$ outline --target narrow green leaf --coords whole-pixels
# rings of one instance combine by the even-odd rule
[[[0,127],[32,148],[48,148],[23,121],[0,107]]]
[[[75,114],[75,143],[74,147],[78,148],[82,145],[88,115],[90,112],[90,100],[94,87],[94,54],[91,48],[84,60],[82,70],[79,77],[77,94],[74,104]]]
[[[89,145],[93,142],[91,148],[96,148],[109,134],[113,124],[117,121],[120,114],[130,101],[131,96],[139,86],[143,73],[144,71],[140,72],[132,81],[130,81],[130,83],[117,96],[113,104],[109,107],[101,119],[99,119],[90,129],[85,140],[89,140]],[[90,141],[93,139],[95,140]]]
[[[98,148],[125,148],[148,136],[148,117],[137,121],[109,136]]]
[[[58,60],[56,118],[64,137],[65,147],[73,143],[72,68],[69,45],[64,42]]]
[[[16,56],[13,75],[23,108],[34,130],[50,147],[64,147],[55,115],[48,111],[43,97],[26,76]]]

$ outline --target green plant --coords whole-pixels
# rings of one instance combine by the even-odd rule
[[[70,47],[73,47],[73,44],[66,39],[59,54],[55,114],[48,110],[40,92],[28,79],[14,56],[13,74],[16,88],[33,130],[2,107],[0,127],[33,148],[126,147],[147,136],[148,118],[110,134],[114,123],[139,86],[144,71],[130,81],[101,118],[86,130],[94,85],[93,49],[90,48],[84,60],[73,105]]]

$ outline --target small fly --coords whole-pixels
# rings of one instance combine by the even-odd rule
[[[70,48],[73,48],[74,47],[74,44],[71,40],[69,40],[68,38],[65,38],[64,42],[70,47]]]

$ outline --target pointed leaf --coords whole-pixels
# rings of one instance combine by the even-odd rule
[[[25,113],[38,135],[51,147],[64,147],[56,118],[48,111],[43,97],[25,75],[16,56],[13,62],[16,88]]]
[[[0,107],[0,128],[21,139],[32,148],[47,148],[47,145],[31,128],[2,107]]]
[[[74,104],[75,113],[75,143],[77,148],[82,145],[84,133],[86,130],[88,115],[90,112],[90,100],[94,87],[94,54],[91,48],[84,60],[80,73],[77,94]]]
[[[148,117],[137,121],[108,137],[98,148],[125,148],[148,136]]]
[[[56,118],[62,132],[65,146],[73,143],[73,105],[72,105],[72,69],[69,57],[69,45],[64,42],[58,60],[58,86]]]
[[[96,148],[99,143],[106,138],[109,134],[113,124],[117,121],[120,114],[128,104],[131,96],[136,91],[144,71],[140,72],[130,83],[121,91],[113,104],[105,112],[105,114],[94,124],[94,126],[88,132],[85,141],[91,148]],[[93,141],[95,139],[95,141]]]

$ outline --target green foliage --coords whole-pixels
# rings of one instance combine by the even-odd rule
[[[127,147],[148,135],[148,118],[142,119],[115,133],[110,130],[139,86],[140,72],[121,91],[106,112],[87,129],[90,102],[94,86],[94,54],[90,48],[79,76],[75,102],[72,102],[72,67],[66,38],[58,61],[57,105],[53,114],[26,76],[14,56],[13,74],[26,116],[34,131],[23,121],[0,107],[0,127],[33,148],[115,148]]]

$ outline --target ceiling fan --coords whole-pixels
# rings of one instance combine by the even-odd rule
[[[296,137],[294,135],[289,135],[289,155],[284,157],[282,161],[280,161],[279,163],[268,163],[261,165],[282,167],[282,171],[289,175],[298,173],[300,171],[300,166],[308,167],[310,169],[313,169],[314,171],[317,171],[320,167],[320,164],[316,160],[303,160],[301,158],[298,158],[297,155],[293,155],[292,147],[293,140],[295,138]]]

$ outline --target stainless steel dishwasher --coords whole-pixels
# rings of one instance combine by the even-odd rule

═══

Directive
Please give the records from the start through the line containing "[[[0,127],[32,148],[48,148],[23,121],[0,107]]]" as a two-column CSV with the header instruction,output and one row per record. Put each record's text and its answer each in a single quoted field, with line breaks turned into spaces.

Exercise result
instruction,output
"$ outline --target narrow green leaf --coords whole-pixels # rings of one instance combine by the even-odd rule","[[[0,127],[32,148],[48,148],[23,121],[0,107]]]"